### Task prompt
Each line below must be set down exactly; omit any image you find.

◇ ◇ ◇ ◇

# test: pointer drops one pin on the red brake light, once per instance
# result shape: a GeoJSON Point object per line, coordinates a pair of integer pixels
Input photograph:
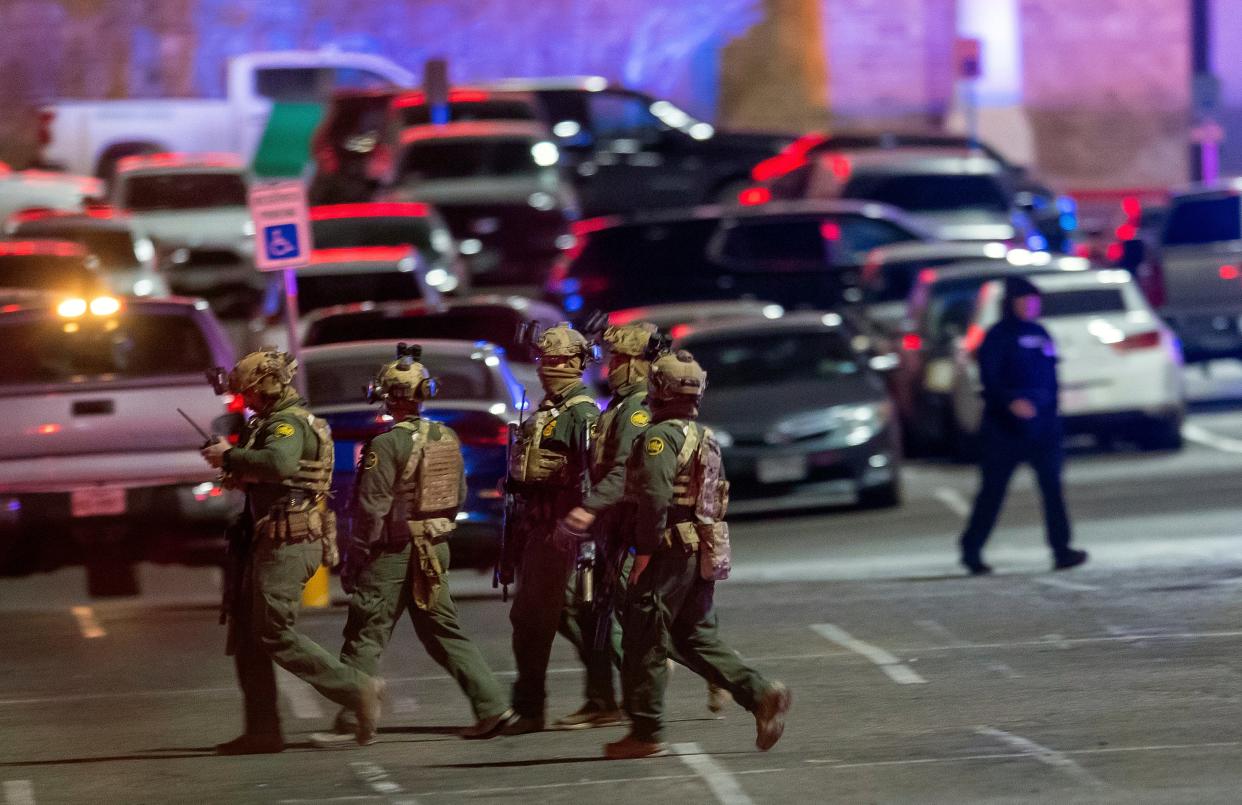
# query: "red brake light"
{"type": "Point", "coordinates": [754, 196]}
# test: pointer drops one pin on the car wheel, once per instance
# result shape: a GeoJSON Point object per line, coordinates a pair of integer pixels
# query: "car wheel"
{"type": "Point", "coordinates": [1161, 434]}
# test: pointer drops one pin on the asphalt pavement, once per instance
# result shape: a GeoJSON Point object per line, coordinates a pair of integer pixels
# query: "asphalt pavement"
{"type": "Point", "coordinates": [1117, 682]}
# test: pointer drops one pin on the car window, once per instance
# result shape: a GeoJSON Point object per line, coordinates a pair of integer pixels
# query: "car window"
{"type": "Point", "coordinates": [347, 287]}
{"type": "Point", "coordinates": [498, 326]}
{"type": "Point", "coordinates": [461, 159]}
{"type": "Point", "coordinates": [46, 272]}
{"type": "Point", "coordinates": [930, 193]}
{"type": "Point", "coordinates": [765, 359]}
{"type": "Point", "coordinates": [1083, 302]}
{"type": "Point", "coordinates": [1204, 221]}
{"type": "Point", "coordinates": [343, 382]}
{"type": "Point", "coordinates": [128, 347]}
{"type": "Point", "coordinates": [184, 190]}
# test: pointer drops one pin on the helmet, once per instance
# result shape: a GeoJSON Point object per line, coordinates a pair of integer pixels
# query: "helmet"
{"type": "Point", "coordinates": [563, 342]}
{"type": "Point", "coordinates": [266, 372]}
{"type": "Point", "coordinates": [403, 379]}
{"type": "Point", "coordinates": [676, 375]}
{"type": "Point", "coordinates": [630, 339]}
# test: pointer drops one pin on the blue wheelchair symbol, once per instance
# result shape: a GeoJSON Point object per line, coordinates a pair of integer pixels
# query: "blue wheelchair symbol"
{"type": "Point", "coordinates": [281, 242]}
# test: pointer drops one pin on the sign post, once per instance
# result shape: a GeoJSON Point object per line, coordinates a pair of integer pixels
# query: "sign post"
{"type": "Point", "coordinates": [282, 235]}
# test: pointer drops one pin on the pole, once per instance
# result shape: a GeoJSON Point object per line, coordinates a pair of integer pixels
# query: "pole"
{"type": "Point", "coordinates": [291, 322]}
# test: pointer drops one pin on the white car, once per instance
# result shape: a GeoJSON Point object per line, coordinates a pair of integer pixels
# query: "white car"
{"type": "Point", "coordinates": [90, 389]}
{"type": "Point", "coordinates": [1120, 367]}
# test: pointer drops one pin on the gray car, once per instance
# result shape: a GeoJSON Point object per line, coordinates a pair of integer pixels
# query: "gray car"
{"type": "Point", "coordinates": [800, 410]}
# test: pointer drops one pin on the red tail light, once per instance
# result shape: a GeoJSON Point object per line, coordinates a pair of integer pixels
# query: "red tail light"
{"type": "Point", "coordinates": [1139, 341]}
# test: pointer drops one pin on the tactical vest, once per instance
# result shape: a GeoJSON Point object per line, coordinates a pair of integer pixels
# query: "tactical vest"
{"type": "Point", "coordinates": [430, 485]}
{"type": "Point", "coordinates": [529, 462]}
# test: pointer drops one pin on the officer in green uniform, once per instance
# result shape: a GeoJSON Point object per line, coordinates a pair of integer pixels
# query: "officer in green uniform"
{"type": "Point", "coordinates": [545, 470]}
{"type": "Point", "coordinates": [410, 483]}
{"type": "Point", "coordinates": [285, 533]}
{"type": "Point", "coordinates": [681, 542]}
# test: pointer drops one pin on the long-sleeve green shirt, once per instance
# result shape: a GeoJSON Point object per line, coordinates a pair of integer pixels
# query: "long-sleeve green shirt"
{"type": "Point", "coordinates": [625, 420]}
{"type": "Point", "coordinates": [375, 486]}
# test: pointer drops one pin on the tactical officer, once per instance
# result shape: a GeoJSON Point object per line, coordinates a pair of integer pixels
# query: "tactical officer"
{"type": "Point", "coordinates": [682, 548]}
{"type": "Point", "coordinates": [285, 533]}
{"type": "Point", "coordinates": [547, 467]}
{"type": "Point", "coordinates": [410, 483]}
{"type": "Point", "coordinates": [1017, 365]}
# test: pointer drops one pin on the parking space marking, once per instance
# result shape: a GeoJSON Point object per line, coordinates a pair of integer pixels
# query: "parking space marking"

◇ ◇ ◇ ◇

### Task result
# test: pointer drops one pin on the red brake light, once per instance
# result shape: a GeoJSON Point object per line, coordinates a pair of integer pixels
Input photograph:
# query: "red brake light"
{"type": "Point", "coordinates": [754, 196]}
# test: pointer drops one pin on the car wheel, once per instance
# result shape: a GeoJSON Point object per line, coordinates a pair of integer pixels
# query: "car wheel"
{"type": "Point", "coordinates": [1161, 434]}
# test: pointer drops one pin on the asphalt pavement, once per instance
# result shape: a GeoJSON Point object per line, coordinates a pair of integer pixels
# query: "asphalt pavement"
{"type": "Point", "coordinates": [1117, 682]}
# test: pointer drops one pin on the car window, once per instance
# result shape: a GeoJSON Point object per line, coordinates a pair of integer pixels
# query: "car window"
{"type": "Point", "coordinates": [347, 287]}
{"type": "Point", "coordinates": [498, 326]}
{"type": "Point", "coordinates": [461, 159]}
{"type": "Point", "coordinates": [46, 272]}
{"type": "Point", "coordinates": [930, 193]}
{"type": "Point", "coordinates": [765, 359]}
{"type": "Point", "coordinates": [1083, 302]}
{"type": "Point", "coordinates": [1204, 221]}
{"type": "Point", "coordinates": [343, 382]}
{"type": "Point", "coordinates": [128, 347]}
{"type": "Point", "coordinates": [184, 190]}
# test: pointer drops one pin on the helmet, once per instance
# result shape: a GeoJSON Point object per line, coordinates a pair of integer pixels
# query: "helmet"
{"type": "Point", "coordinates": [563, 342]}
{"type": "Point", "coordinates": [266, 372]}
{"type": "Point", "coordinates": [403, 379]}
{"type": "Point", "coordinates": [676, 375]}
{"type": "Point", "coordinates": [630, 339]}
# test: pointer drops one pin on the blue wheelchair symbol, once per instance
# result shape: a GeoJSON Point object per line, coordinates a pair of integer pixels
# query: "blue wheelchair symbol"
{"type": "Point", "coordinates": [281, 242]}
# test: pointer drops one pin on the sign post, once per instance
# result shape: a GeoJSON Point object per line, coordinates a pair of integer pixels
# query: "sign post"
{"type": "Point", "coordinates": [282, 235]}
# test: pointer drops one pin on the pole, once per instance
# result shape: a GeoJSON Point object per line, coordinates a pair of integer pixels
# query: "pole"
{"type": "Point", "coordinates": [291, 322]}
# test: pointer drops one pin on the white car, once per instance
# result shape: a GeoJSON Point object per line, coordinates a pair of integer pixels
# query: "white car"
{"type": "Point", "coordinates": [90, 389]}
{"type": "Point", "coordinates": [1120, 367]}
# test: pointer drops one pin on the gray car, once per instance
# result shape: a GeoJSON Point object per line, coordinates a pair of integer pixels
# query: "gray car"
{"type": "Point", "coordinates": [800, 410]}
# test: pointer drops one pin on the red tail light, once per instance
# result shape: a GeoJSON Point object per line, coordinates a pair of integer pixels
# query: "red tail light"
{"type": "Point", "coordinates": [1139, 341]}
# test: pointer drops one pin on the tactical vest, once per instance
# result shape: a GeoJSON Point object per line, coordinates a pair of integer pixels
# query: "tactical vest"
{"type": "Point", "coordinates": [430, 485]}
{"type": "Point", "coordinates": [529, 462]}
# test: pointer drops one pin on the officer in green uniform, once per instance
# result shape: a GeoJSON Point object per line, coordinates a pair of integer pixels
# query: "officer in green uniform"
{"type": "Point", "coordinates": [545, 470]}
{"type": "Point", "coordinates": [410, 483]}
{"type": "Point", "coordinates": [285, 533]}
{"type": "Point", "coordinates": [681, 542]}
# test: pointer drops one pin on the long-sleeve green shirt, once per instance
# result shape: a GeoJSON Point object per line, coordinates a pair of integer pixels
# query: "long-sleeve green shirt"
{"type": "Point", "coordinates": [625, 420]}
{"type": "Point", "coordinates": [375, 486]}
# test: pointer drops one pin on the tactical officer, once per instance
# result shape: a GeoJSON Point object per line, coordinates a pair of integer pixels
# query: "tactical officer"
{"type": "Point", "coordinates": [682, 548]}
{"type": "Point", "coordinates": [285, 533]}
{"type": "Point", "coordinates": [547, 467]}
{"type": "Point", "coordinates": [410, 483]}
{"type": "Point", "coordinates": [1017, 365]}
# test: pointer drops one pin on the parking space marking, once per instance
# result shape: a GeoJSON Point object per line, coordinates a pair of integer pixels
# query: "parking space marking"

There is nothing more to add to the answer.